Copy every row below word for word, leaving out the pictures.

# Recorded data:
--------------------------------------------------

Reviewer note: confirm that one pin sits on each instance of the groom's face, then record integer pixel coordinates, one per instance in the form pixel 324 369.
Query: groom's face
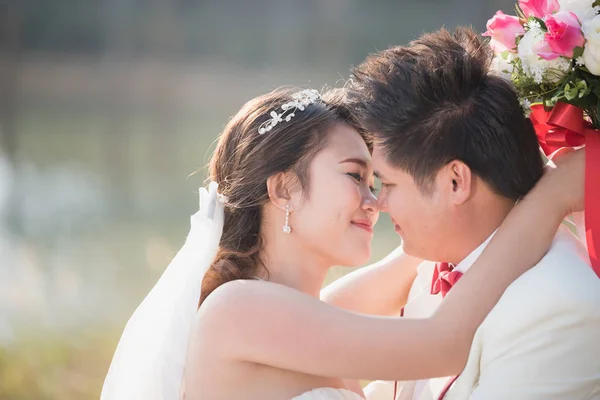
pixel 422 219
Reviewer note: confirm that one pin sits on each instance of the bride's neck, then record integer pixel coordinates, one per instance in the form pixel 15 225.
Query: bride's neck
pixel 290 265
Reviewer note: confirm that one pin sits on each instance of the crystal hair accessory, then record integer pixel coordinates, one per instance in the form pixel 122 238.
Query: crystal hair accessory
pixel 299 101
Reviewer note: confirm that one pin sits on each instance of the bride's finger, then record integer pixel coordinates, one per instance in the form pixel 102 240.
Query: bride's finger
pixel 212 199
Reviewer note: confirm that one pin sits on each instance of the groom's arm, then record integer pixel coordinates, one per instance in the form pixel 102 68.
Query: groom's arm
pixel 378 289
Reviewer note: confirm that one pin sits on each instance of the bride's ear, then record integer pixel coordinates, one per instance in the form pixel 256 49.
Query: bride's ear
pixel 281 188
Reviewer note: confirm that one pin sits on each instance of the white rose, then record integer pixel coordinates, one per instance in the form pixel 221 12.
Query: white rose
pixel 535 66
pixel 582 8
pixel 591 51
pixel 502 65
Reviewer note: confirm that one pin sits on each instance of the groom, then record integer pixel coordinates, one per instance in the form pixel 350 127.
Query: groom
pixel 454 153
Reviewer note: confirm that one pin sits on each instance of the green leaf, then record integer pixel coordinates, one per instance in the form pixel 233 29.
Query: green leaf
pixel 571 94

--------------------------------------------------

# Output:
Reviewer note: confirm that one pin sits on each instance of the groom's face, then record integer pixel coordinates, one per instance in the form pixel 324 369.
Query: groom's face
pixel 422 219
Reviewer note: confirm that one pin sits on each instance of the bride's neck, then record integer pixel coordinates, one per instance in the form pixel 15 225.
Query: bride's neck
pixel 290 265
Reviewer note: confirm that one pin sits on each instance of the crystal hair accessory, then record integer pixel coordinates, one per instance in the form pixel 122 238.
Query: crystal hair accessory
pixel 299 101
Reviewer note: confirm that one pin sits on each instance of the bride's finger, then record integer pixel coordinates, one per instance in the form pixel 102 240.
Query: bride's finger
pixel 212 199
Reviewer note: confirm that one pin sits on each instance of the groom's arm, then record integer pixel coordinates, one per instance in the form pixel 102 68.
Query: groom's arm
pixel 378 289
Reviewer note: confirm that one pin sits on each instance of the bride's ear, then record integer pixel coordinates, one per instance in the form pixel 256 49.
Query: bride's ear
pixel 281 188
Reviewer note: confirm that one pin sits on each instance of the white rose, then record integer pixel coordinates, one per instance in the form pixel 221 12.
Query: white rose
pixel 535 66
pixel 582 8
pixel 591 51
pixel 502 65
Reviewer note: confirm that one pin sits on each instance of the groom, then record integer pixel coordinates, one per instance in the form pixel 350 127.
Query: groom
pixel 454 153
Reviewer note: confirm that one pin sits on each instance of the green leaf, then record integer pixel coordinates, one per instance in the form pixel 233 29.
Query: green leaf
pixel 571 94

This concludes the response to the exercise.